- López in a c. 1980 police mugshot
- Born: Pedro Alonso López 5 October 1948 (age 77) (if still alive) Tolima Department, Colombia
- Disappeared: 22 September 1999 (aged 50) Bogotá, Colombia
- Other names: El Monstruo de los Andes (The Monster of the Andes) El Estrangulador de los Andes (The Strangler of the Andes) Pedro Alonso López Monsalve Pedro Armando López
- Criminal status: Released in 1998
- Convictions: Vehicle theft, murder, rape, kidnapping
- Criminal penalty: 7-year sentence in Colombia, extended to 9 due to in-prison homicide (1969–1978); 16-year sentence in Ecuador, released after 14 years (1980–1994); committed to mental hospital in Colombia (1994–1998)

Details
- Victims: 110–300+
- Span of crimes: 1969–1980
- Country: Colombia, Ecuador, Peru
- States: Tolima (Colombia) Tungurahua (Ecuador) Ayacucho (Peru)
- Date apprehended: 9 March 1980 (first arrest for serial murders)

= Pedro López (serial killer) =

Colombian serial killer (born 1948)

Pedro Alonso López (born 5 October 1948 – disappeared 22 September 1999), also known as the Monster of the Andes, was (or is depending on whether or not he is still alive) a Colombian serial killer, child rapist, and fugitive who murdered a minimum of 110 people, mostly pre-teen girls, from 1978 to 1980. López claimed to have murdered over 300 people in Colombia, Ecuador, and Peru. He is considered by many as one of the most prolific serial killers and rapists in history.

==Early life==
Pedro Alonso López was born on 5 October 1948 in Tolima Department, Colombia, (Note: López and his mother stated that his birth date was 5 October 1948 and that he was born in El Espinal, while later sources give the birthdate 8 October in 1948 or 1949, and the birthplaces Santa Isabel or Venadillo.) as the seventh of thirteen children born to Benilda López de Castañeda, a laundry worker. The family formerly lived in Saldaña, where his father Midardo Reyes, a rancher by trade, was murdered six months before López's birth in an ambush shooting while defending a neighbouring hamlet during La Violencia. Benilda stated that Midardo was a local leader of a self-protection group aligned with the Colombian Liberal Party, while later accounts describe him as a member of the Conservative Party. Benilda subsequently fled the area for her mother's home in El Espinal, where, bedridden out of grief, she remained under the care of midwives until her son's birth.

López claimed that he had a difficult childhood due to the violence of the household and the absence of a father. He characterised his mother as a prostitute who "was only good for putting children into this world, each from different men", and that he often saw his mother and stepfather have sex in front of him. Childhood neighbours stated that López's mother was strict and often forbade him from playing with them. His mother stated that her son's hatred of her manifested early on, with López often telling his mother directly that he couldn't stand her while still a young child.

According to López, he was banished from the house at age eight when his mother caught him groping the chest of his sister, subsequently spending time homeless around Tolima for a year, during which time he was raped by a man who had lured him to a house with the false promise of shelter and food. His mother claimed that she never took notice of any abnormal behaviour from López and that he ran away from home on his own accord on 5 April 1958 in an act of rebellion against her, presuming that he did not want to live with his mother any longer.
◇ ◇ ◇ ◇ ◇ ◇ ◇
Copy the Pedro López article starting with "Colombian serial killer (born" and going on through "rapists in history.", substituting "escapee" for "fugitive". Rely on the text alone.

• Collected data:
◇ ◇ ◇ ◇ ◇ ◇ ◇
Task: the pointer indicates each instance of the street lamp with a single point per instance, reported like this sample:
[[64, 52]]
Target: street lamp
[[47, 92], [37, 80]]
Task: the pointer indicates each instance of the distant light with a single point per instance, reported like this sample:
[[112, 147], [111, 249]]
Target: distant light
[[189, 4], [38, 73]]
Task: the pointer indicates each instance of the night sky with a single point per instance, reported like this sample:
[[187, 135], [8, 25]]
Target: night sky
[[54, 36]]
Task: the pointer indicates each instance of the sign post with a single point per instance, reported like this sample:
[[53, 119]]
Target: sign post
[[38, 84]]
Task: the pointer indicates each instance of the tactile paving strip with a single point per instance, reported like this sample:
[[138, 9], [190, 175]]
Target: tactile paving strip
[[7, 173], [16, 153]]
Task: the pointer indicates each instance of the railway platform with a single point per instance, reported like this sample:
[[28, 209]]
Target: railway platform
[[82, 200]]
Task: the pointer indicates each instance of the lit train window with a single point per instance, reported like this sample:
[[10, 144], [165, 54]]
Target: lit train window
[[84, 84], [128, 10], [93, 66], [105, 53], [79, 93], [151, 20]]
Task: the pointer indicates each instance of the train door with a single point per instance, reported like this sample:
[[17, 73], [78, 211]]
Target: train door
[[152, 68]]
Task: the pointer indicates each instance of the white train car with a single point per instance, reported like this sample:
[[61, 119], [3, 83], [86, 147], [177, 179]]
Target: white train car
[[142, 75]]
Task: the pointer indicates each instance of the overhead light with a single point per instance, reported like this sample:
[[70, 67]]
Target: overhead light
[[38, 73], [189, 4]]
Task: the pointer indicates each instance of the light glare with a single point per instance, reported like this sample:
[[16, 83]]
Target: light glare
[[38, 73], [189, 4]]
◇ ◇ ◇ ◇ ◇ ◇ ◇
• Exercise response:
Colombian serial killer (born 1948)

Pedro Alonso López (born 5 October 1948 – disappeared 22 September 1999), also known as the Monster of the Andes, was (or is depending on whether or not he is still alive) a Colombian serial killer, child rapist, and escapee who murdered a minimum of 110 people, mostly pre-teen girls, from 1978 to 1980. López claimed to have murdered over 300 people in Colombia, Ecuador, and Peru. He is considered by many as one of the most prolific serial killers and rapists in history.